- [PROMPT]
Summarize the article on glute activation below in three sentences.

** Opening SOURCE EXTRACT block **

Friday, January 23, 2015

Using Your Butt: Activate Your Glutes

By: Joel Luedke

Your glutes.  It's one of the strongest muscle(s) in your body and is able to generate force used for everyday posture to explosive movements like running, jumping and lifting.  Yet, with all the power and movement that can be generated out of this muscle it is often underutilized due to improper form or lacking the neuromuscular patterns to activate them properly.

While squatting we will see many athletes make their first move when lowering the weight by pushing their knees forward and trying to complete the squat mainly through the strength of their quads.  They still work to get below parallel but in the process are putting massive amounts of force through the knee.  What we try and teach is that their first movement should be to squeeze their butt (causing external rotation at the hips) to lock in as much torque as possible and then have their first movement be pushing their hips back and allow their glutes to engage while pushing their knees out throughout the descending motion.  At the bottom of the squat, squeezing their butt will help move the weight back up and will result in the ability to lift more.  Our goal through this entire movement is to keep the tibia's as close to straight up and down as possible.

How do we know if they are activating their glutes properly?

The Test: Have the athlete perform a standard lying double leg glute bridge and have them hold the contraction at the top.  As they are holding this position ask them to break down where they feel they are working more, glutes vs. hamstrings.  This answer can range from 70/30 to 50/50 to 30/70.

After performing the double leg glute bridge have them perform the same exercise but only with a single leg glute bridge.  Ask again where they feel the most work occurring, glutes vs. hamstrings.

** Closing SOURCE EXTRACT block **
** Opening ENTRIES SHOWN block **

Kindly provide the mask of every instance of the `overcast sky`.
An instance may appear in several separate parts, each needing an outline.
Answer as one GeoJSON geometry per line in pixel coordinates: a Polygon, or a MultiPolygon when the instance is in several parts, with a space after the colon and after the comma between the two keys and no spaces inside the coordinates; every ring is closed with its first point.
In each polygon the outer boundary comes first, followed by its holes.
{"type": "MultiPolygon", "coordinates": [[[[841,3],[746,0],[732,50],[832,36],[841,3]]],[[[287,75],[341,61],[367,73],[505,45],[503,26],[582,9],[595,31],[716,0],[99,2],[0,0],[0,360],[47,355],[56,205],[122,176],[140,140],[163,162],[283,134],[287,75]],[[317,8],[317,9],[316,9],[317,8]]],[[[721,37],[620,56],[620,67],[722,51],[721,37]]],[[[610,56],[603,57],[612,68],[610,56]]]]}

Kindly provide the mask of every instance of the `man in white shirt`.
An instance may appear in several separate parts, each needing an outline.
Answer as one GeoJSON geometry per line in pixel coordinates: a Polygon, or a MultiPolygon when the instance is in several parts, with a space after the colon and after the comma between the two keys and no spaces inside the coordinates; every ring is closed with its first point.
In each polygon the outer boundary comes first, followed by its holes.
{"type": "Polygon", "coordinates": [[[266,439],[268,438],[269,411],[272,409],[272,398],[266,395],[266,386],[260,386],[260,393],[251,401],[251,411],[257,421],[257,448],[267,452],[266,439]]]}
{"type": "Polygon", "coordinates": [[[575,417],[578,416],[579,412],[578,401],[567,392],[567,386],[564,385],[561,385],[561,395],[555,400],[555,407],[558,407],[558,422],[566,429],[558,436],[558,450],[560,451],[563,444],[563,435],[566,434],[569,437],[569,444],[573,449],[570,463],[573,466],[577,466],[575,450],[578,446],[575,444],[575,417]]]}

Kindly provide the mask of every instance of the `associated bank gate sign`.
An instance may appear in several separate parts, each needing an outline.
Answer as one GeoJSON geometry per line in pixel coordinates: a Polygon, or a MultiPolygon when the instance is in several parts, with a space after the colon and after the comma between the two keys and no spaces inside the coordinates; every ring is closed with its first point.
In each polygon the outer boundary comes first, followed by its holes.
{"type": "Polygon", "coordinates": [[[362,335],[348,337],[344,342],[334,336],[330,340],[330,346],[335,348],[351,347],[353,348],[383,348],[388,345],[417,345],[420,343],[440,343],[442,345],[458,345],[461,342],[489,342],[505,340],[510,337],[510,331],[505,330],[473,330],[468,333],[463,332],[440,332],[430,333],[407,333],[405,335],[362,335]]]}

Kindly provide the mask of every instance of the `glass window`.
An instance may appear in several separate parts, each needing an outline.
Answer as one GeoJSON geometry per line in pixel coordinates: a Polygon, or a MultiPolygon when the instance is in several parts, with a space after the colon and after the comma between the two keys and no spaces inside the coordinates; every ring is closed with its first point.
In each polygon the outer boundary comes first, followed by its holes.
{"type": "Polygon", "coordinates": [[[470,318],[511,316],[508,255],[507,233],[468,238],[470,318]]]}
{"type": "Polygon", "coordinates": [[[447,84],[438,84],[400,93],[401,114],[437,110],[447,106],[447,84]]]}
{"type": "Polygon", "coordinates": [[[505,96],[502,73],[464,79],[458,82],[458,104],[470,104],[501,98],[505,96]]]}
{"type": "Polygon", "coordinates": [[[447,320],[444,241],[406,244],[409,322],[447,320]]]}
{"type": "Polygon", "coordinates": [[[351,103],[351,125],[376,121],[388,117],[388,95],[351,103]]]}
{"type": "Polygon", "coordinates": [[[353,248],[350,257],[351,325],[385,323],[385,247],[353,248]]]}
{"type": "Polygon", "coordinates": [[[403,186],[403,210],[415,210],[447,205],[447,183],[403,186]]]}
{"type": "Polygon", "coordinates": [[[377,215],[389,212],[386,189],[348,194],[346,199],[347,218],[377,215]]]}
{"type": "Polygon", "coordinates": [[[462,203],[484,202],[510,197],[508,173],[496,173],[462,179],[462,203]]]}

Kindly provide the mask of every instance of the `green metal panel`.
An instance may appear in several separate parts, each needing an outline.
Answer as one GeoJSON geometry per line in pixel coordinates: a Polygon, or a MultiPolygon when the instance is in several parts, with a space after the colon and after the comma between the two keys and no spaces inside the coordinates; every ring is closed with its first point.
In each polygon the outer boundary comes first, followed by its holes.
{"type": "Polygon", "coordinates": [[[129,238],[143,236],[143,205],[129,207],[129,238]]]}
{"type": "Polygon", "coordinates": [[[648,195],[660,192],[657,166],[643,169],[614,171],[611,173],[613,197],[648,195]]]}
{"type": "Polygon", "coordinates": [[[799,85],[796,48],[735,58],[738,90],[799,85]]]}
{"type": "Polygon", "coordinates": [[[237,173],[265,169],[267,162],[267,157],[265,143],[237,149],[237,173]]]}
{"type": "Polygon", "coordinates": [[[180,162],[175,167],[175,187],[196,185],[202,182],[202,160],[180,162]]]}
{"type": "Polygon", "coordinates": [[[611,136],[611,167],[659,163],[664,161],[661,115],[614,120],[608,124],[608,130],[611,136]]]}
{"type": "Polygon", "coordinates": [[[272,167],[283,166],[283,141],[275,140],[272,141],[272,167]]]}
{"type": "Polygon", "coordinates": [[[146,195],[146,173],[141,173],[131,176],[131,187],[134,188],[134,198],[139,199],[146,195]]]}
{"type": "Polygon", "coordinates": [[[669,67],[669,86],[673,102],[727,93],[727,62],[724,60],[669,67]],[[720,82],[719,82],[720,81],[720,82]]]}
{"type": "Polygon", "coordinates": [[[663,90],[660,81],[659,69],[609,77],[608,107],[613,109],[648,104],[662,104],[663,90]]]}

** Closing ENTRIES SHOWN block **

- [WORKED SOLUTION]
The glutes are among the body's strongest muscles, yet they are often underused because of improper form or a lack of the neuromuscular patterns needed to activate them. Rather than starting a squat by pushing the knees forward and relying on the quads, which puts massive force through the knee, athletes are taught to squeeze their butt, push their hips back, and push their knees out, keeping the tibias as close to vertical as possible. To test activation, the athlete holds a double leg glute bridge at the top and reports how the work splits between glutes and hamstrings, then repeats the question with a single leg glute bridge.